> **ASSIGNED TASK**: Where does the string "team" appear in the records? Copy every line that contains it.

> **Items listed in a dataset**:
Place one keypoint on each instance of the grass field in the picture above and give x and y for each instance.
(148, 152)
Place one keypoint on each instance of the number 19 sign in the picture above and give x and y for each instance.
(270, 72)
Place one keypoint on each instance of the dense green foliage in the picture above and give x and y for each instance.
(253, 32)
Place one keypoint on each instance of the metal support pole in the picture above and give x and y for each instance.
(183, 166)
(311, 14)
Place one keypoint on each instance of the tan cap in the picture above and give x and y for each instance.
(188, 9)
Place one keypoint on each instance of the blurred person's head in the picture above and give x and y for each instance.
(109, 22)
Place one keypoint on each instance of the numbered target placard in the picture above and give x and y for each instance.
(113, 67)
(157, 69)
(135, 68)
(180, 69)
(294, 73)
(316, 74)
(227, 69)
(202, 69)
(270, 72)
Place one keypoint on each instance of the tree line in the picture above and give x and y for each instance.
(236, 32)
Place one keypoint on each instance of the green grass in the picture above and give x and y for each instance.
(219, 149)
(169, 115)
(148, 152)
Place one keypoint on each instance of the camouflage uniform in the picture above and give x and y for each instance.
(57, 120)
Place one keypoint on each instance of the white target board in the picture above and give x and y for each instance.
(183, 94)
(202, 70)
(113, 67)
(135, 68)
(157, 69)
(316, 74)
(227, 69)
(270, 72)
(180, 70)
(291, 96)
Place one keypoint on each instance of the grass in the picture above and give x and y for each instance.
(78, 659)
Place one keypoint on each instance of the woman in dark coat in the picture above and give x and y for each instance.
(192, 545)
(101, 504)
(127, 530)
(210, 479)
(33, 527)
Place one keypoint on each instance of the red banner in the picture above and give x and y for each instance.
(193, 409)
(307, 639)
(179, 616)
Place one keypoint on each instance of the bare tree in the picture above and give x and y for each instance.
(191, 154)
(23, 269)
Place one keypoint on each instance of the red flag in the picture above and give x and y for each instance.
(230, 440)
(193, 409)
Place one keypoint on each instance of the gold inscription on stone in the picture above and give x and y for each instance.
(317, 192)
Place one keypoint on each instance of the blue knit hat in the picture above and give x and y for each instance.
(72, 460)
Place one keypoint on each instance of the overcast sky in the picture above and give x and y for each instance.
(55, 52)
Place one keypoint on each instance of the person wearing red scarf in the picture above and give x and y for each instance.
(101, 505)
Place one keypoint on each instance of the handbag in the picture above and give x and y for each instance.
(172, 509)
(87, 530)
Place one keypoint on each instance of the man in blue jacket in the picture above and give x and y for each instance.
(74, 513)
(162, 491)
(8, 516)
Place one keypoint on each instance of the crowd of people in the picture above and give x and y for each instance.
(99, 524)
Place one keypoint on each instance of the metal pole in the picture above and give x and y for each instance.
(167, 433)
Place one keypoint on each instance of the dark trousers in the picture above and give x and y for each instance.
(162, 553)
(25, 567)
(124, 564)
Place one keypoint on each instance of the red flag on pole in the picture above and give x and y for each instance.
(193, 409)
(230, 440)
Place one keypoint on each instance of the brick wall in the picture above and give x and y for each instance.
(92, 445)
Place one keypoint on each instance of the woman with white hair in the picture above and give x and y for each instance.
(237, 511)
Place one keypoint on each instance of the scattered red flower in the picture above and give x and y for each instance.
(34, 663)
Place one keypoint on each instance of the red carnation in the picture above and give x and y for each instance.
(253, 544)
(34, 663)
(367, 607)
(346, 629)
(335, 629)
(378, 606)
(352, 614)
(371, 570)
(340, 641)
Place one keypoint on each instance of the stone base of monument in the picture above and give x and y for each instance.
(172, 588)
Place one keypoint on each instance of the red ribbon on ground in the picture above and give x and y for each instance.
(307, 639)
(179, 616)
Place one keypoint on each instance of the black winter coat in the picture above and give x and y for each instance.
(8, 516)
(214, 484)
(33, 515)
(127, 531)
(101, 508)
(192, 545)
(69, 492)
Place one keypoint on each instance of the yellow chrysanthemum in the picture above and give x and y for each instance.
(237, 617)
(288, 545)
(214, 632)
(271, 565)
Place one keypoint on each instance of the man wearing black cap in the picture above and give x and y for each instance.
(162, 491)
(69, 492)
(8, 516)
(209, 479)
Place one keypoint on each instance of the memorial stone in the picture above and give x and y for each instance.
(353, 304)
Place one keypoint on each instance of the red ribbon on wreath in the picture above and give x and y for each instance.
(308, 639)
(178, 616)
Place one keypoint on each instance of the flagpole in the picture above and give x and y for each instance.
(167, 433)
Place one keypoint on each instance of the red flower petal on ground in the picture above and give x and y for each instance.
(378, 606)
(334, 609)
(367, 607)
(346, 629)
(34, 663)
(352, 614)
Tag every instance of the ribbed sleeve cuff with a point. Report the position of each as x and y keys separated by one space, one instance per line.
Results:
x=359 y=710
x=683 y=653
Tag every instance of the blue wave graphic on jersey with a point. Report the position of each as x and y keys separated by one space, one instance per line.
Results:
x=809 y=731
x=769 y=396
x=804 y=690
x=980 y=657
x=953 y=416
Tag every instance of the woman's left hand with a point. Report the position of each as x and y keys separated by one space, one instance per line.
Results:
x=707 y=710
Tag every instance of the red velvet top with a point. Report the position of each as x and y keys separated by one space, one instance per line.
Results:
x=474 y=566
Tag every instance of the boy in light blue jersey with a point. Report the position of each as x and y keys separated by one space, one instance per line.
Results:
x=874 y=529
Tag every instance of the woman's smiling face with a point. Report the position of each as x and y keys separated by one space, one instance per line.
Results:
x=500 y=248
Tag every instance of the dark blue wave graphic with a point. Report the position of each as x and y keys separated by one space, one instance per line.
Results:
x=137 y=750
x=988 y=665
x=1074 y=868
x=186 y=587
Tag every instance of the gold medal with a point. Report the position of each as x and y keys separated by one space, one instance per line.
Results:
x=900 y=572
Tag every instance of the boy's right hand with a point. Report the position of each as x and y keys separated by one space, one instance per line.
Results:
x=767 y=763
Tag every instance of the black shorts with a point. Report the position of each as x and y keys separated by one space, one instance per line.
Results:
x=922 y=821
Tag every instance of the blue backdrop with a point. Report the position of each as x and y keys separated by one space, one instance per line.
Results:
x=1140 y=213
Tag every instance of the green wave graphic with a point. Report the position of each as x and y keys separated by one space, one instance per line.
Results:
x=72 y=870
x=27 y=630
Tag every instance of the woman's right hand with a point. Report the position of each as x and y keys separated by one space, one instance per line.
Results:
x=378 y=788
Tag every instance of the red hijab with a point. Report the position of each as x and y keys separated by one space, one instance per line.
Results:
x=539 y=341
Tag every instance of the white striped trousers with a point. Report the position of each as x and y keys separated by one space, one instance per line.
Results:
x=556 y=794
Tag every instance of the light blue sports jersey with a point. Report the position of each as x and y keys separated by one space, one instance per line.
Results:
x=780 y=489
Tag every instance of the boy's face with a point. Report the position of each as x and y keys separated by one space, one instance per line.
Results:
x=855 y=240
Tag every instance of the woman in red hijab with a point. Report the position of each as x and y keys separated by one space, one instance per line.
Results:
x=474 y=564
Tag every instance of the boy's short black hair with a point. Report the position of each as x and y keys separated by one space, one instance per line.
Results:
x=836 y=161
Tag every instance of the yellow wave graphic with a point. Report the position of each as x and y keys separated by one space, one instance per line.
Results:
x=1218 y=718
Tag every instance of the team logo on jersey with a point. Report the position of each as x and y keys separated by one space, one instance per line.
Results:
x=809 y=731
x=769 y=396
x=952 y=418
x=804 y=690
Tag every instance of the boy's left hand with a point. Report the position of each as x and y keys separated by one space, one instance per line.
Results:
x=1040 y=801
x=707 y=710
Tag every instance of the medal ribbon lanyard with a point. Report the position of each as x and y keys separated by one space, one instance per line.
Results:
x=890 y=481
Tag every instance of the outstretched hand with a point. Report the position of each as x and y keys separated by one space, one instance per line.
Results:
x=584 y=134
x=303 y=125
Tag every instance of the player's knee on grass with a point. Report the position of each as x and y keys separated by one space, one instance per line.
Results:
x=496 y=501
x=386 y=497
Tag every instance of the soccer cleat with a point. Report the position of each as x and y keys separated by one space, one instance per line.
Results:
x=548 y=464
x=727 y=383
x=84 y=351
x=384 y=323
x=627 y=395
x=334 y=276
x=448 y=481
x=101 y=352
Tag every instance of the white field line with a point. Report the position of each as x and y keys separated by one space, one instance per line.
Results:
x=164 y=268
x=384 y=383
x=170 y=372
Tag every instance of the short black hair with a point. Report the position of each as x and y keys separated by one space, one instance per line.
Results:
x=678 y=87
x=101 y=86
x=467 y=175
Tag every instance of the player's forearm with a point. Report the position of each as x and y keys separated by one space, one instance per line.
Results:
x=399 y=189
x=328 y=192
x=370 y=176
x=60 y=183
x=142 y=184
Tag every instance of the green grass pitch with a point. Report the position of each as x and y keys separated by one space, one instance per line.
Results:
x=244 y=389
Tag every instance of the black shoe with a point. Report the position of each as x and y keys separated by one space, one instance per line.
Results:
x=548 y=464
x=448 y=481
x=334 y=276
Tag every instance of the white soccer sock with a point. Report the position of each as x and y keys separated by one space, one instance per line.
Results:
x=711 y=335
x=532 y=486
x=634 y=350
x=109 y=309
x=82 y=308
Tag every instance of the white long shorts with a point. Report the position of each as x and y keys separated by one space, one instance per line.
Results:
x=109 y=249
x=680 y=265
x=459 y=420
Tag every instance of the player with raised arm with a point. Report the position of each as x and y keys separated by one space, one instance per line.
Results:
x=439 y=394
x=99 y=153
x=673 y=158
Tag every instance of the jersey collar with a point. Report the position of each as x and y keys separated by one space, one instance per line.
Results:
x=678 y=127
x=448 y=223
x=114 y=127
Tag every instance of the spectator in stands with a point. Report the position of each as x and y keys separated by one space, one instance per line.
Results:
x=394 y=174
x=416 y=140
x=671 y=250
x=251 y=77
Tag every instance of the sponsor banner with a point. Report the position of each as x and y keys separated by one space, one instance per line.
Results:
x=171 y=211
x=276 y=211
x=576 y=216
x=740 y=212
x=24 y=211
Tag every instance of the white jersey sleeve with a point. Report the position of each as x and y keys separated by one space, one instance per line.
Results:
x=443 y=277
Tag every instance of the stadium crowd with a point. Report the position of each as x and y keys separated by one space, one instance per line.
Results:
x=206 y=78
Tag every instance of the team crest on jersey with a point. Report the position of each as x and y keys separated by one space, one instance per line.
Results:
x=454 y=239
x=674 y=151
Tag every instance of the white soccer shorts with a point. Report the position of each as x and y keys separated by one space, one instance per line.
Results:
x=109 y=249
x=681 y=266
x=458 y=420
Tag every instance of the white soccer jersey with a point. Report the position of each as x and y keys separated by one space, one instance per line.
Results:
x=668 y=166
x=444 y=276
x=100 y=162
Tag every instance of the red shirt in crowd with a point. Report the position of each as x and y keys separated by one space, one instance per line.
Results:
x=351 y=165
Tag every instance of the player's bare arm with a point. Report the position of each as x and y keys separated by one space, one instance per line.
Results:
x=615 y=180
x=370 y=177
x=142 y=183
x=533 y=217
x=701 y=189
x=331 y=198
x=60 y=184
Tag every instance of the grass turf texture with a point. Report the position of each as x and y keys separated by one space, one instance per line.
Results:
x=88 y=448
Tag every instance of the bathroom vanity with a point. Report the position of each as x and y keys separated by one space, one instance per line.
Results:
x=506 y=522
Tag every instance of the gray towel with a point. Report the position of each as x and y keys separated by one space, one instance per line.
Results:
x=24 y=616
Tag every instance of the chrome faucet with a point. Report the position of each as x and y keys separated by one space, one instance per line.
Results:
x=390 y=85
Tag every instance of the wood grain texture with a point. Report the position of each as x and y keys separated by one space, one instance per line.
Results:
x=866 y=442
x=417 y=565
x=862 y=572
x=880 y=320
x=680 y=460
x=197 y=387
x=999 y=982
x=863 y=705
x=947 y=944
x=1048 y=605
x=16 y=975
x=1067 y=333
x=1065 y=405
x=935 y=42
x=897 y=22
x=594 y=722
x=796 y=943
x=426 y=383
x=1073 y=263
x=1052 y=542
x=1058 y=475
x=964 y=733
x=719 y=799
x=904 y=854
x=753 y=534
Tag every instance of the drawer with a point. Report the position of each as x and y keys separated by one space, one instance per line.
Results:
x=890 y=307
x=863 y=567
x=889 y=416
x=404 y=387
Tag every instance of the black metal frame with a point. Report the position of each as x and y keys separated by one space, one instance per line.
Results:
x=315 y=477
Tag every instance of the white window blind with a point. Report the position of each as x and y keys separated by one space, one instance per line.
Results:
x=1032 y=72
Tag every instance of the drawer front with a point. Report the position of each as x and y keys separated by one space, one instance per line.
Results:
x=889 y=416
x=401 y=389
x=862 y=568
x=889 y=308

> **RESULT OF THIS TASK**:
Tag every instance of the team logo on jersey with a point. Report the position of each as x and y keys separated by one space, one instance per line.
Tag every instance of the team crest on jersey with a point. Report the position of each as x and y keys separated by one space, one instance per line.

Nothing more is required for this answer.